[Stored data entries]
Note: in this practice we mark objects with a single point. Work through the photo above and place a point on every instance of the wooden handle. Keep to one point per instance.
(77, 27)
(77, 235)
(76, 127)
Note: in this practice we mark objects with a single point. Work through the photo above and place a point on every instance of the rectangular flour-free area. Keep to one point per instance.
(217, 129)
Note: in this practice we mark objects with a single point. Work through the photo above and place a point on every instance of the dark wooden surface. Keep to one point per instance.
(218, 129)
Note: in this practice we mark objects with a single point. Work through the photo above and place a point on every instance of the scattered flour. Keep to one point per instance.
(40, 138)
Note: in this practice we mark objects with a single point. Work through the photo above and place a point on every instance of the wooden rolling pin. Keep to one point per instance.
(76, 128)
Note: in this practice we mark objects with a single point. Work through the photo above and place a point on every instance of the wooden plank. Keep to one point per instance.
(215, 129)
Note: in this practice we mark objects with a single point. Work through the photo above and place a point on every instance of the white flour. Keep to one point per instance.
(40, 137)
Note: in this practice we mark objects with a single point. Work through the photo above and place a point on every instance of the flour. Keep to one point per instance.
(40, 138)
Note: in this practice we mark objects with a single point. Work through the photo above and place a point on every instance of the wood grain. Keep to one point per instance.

Exercise: The records above should be restated word for word, please.

Response to this task:
Note: in this practice we mark objects with a single point. Work through the photo above and place a point on every instance of the wooden handle. Keep to one point per instance.
(77, 27)
(77, 235)
(76, 127)
Note: in this practice we mark objects with a single point. Work through the photo above and place a point on every instance of the rectangular flour-free area. Keep to one point per instance.
(217, 129)
Note: in this practice we mark objects with a single point. Work through the photo above and place a point on every instance of the dark wooden surface. Keep to one point per instance.
(218, 129)
Note: in this practice we mark objects with a single point. Work through the photo above and place a point on every instance of the scattered flour. Keep to one point per instance.
(40, 138)
Note: in this practice we mark objects with a single point. Work through the photo above and place a point on every instance of the wooden rolling pin. Keep to one point per instance.
(76, 128)
Note: in this practice we mark objects with a single point. Work through the photo above and place a point on every instance of the wooden plank. Keep to one point per instance.
(215, 129)
Note: in this practice we mark objects with a single point. Work through the photo above and place a point on every instance of the white flour. Keep to one point per instance.
(40, 137)
Note: in this practice we mark objects with a single point. Work through the photo above and place a point on every instance of the flour. Keep to one point per instance.
(40, 138)
Note: in this practice we mark objects with a single point. Work through the photo above and place a point on every instance of the wood grain. Keep to one point per instance.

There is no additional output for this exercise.